- Instruction:
Give every line again exactly as it appears, please, but not the pictures.

────────────────

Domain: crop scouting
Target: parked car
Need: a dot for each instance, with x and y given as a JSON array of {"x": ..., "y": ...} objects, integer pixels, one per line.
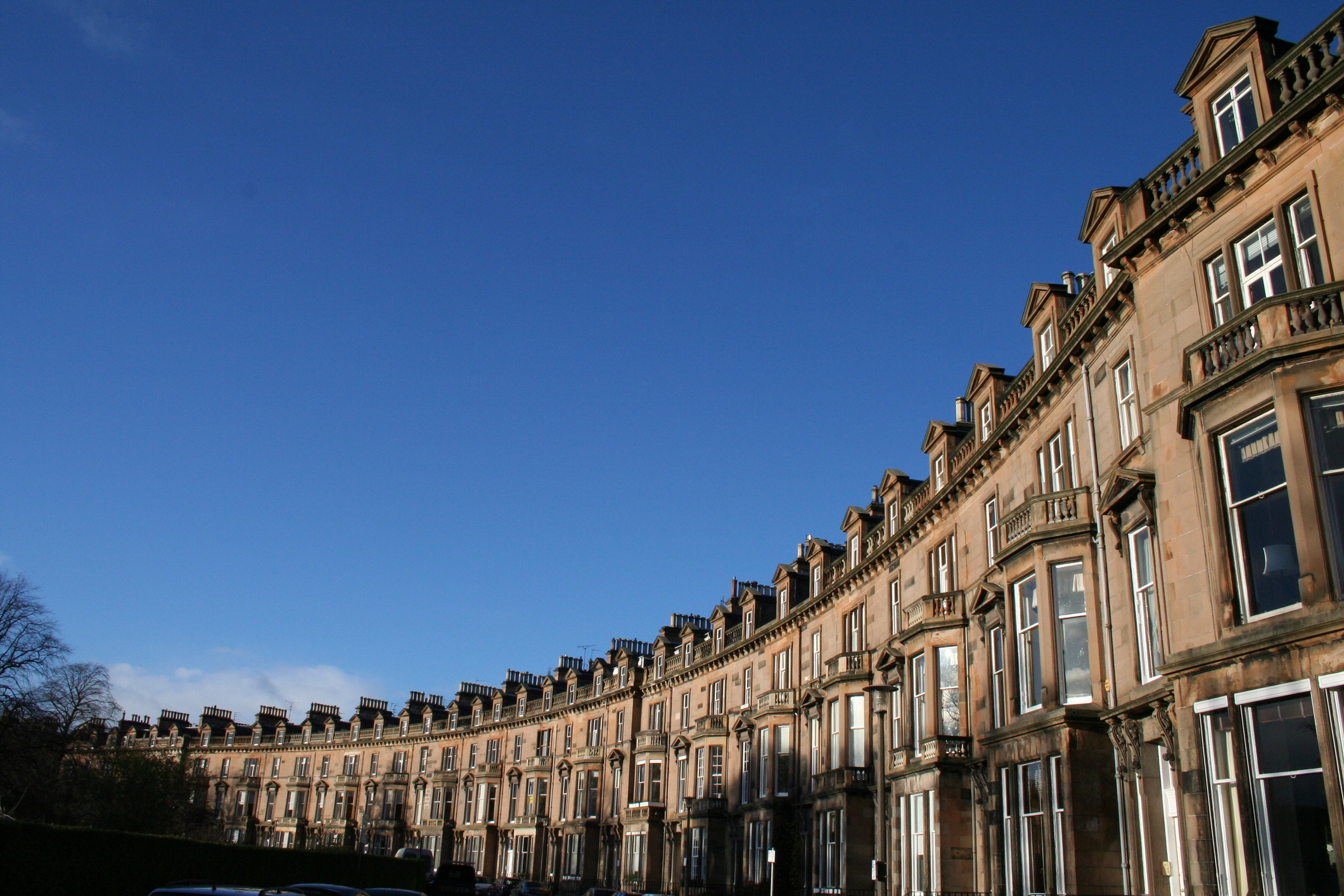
[
  {"x": 212, "y": 888},
  {"x": 327, "y": 890},
  {"x": 453, "y": 879}
]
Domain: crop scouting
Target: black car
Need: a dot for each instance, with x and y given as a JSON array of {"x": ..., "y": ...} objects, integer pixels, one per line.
[{"x": 212, "y": 888}]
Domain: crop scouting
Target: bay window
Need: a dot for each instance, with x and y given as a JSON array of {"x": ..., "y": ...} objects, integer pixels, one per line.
[
  {"x": 1142, "y": 580},
  {"x": 1072, "y": 617},
  {"x": 1234, "y": 115},
  {"x": 1261, "y": 261},
  {"x": 1260, "y": 519},
  {"x": 1030, "y": 686}
]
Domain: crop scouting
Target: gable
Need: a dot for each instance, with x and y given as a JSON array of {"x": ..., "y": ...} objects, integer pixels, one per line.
[
  {"x": 1217, "y": 46},
  {"x": 1098, "y": 210}
]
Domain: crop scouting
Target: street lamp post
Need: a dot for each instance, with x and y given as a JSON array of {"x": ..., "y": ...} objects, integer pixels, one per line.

────────────────

- Written solution:
Domain: crop scouting
Target: parked car
Need: a dot for each instance, with x and y given as a JSON array of {"x": ..., "y": ...} objects, integer pixels, one per line.
[
  {"x": 212, "y": 888},
  {"x": 327, "y": 890},
  {"x": 453, "y": 879}
]
Domain: crop scouting
Target: black car
Need: a dot for each instance, with x and y given as a JSON array of {"x": ..., "y": ...} objects, integer pixels, one per line.
[{"x": 212, "y": 888}]
Domain: crop scouting
Target: bay window
Need: a dot for each instance, with x and y given as a JSON array of {"x": ..., "y": ...} objects, integer pixels, one per line.
[
  {"x": 1142, "y": 580},
  {"x": 1072, "y": 617},
  {"x": 1234, "y": 115},
  {"x": 1261, "y": 261},
  {"x": 1260, "y": 519},
  {"x": 1030, "y": 686}
]
Domain: crop scouting
Target: gable
Need: a dot for each instance, with x and y given as a JSON array of {"x": ..., "y": ...} objects, integer pixels, one per line.
[
  {"x": 1217, "y": 46},
  {"x": 1098, "y": 210}
]
Domain: crop scouting
Target: street lamp post
Need: a dot for each instance, with x and y given as a JSON array of {"x": ..., "y": ...} objects, integer pixels, one per line.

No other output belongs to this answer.